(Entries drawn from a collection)
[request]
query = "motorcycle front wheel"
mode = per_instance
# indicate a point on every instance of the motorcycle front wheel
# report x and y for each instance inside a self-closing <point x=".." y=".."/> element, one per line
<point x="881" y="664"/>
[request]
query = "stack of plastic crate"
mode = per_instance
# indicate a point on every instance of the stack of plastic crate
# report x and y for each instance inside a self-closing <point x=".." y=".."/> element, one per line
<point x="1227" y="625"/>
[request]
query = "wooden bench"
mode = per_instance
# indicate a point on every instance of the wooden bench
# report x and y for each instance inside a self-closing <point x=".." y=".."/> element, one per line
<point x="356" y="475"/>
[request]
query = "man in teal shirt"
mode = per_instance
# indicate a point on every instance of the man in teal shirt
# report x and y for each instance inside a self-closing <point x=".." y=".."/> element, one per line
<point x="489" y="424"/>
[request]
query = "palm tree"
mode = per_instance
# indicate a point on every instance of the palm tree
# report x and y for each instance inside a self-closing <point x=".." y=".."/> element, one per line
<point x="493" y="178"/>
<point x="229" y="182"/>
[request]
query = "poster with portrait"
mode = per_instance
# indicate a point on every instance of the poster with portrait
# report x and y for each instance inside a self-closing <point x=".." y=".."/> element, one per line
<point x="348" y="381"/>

Task requirements> Render the entries above as a Markdown table with the columns "Row" and "Line," one numbered row per line, omitting blank lines.

Finished exercise>
| Row | Line |
|---|---|
| 1 | [request] |
| 2 | query = "motorcycle front wheel" |
| 3 | mode = per_instance |
| 4 | # indicate a point on every instance of the motorcycle front wheel |
| 5 | # report x and y for each instance inside a self-closing <point x=".." y=".."/> element, one per line |
| 6 | <point x="881" y="664"/> |
| 7 | [request] |
| 8 | query = "stack of plastic crate" |
| 9 | mode = per_instance |
| 10 | # indicate a point on every instance of the stack of plastic crate |
| 11 | # report x and y for each instance inside a self-closing <point x=".." y=".."/> element, one per line |
| 12 | <point x="1227" y="625"/> |
| 13 | [request] |
| 14 | query = "wooden bench" |
| 15 | mode = per_instance |
| 16 | # indicate a point on every instance of the wooden bench |
| 17 | # report x and y for each instance inside a self-closing <point x=".." y=".."/> element, one per line |
| 18 | <point x="356" y="475"/> |
| 19 | [request] |
| 20 | query = "man in teal shirt" |
| 21 | mode = per_instance |
| 22 | # indicate a point on every instance of the man in teal shirt |
| 23 | # report x and y for each instance inside a self-closing <point x=".." y=".."/> element, one per line |
| 24 | <point x="489" y="424"/> |
| 25 | [request] |
| 26 | query = "palm tree" |
| 27 | mode = per_instance |
| 28 | # indicate a point on every instance of the palm tree |
| 29 | # report x and y for each instance inside a self-closing <point x=".." y=".."/> element, one per line |
| 30 | <point x="493" y="178"/> |
| 31 | <point x="229" y="182"/> |
| 32 | [request] |
| 33 | query = "poster with portrait" |
| 34 | mode = per_instance |
| 35 | # indicate a point on every instance of the poster with portrait |
| 36 | # report x and y for each instance inside a self-closing <point x=".." y=".."/> element, one per line |
| 37 | <point x="348" y="381"/> |